▶ **Selection**

* Start *

# My Savage 93 22mag



## s&w686

Got my Mueller APV mounted today on my Savage 93 22magnum using Burris XTR med rings. I'm very happy with it. It shoots pretty good too, in my opinion. I also changed the stock from the factory synthetic to a Boyds Thumbhole in Nutmeg. It feels a bunch more solid.





































*50 yard 5 shot group* from a wobbly card table. When I sighted the scope in, I never had to adjust the windage (left/right) ! Never had that happen before.


----------



## Mr Mike

Nice rig, clean .....GOOD LUCK


----------



## TexAgBQ81

That ought to give the groundhogs something to worry about. Have a few friends in Galon area that switched to the 17 hmr both say they hate it------now they can't leave home without it.


----------



## s&w686

I love my .17hmr also. It shoots great. The only downside is the wind will really move that little bullet. Here is a picture of my .17 and a 100yd target with 4 shot groups.


----------



## Rem22-250

Nice looking guns! I just recently put a 22 mag back in my gun cabinet. Had one years ago that was stolen. I like having that 100 or 125 yd. bullet around. Thanks for sharing the pics!


----------



## jason.bunzel

i was wondering if i can shoot a 22mag out of a 22 lr


----------



## s&w686

NO sir you cannot


----------

* End *

▶ **Listed records**
* Start *

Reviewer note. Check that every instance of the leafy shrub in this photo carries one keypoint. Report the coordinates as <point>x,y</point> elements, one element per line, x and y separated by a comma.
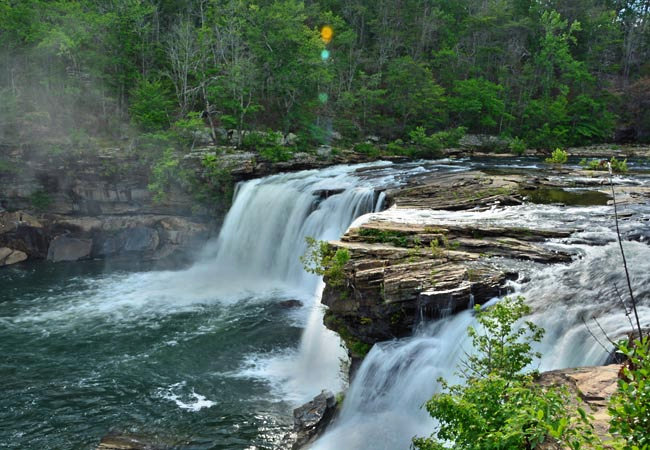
<point>500,407</point>
<point>163,172</point>
<point>40,200</point>
<point>601,164</point>
<point>368,149</point>
<point>216,185</point>
<point>630,405</point>
<point>268,145</point>
<point>558,156</point>
<point>276,153</point>
<point>430,146</point>
<point>321,259</point>
<point>517,146</point>
<point>151,105</point>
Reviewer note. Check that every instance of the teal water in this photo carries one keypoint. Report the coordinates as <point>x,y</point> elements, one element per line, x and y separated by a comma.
<point>76,364</point>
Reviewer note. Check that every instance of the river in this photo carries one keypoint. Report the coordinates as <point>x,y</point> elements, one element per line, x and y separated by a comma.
<point>212,356</point>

* End *

▶ **Written request**
Copy, word for word, the stretch of the Savage 93 thread from "That ought to" through "home without it.".

▶ **The completed task**
That ought to give the groundhogs something to worry about. Have a few friends in Galon area that switched to the 17 hmr both say they hate it------now they can't leave home without it.